Listed records:

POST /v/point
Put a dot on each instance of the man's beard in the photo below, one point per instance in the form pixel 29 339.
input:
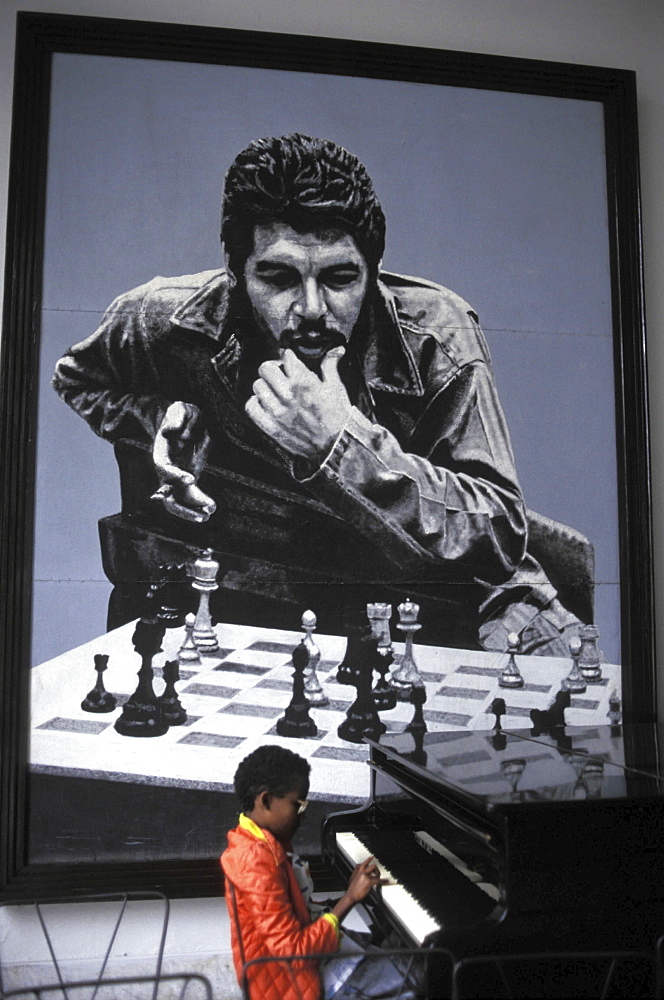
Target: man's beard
pixel 311 341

Assigned task: Excluding the pictures, output every entry above without alteration.

Exercise result:
POST /v/point
Put a dot on each instance of the man's beard in the photo below, one point per instance in the form pixel 29 339.
input:
Target: man's beard
pixel 311 341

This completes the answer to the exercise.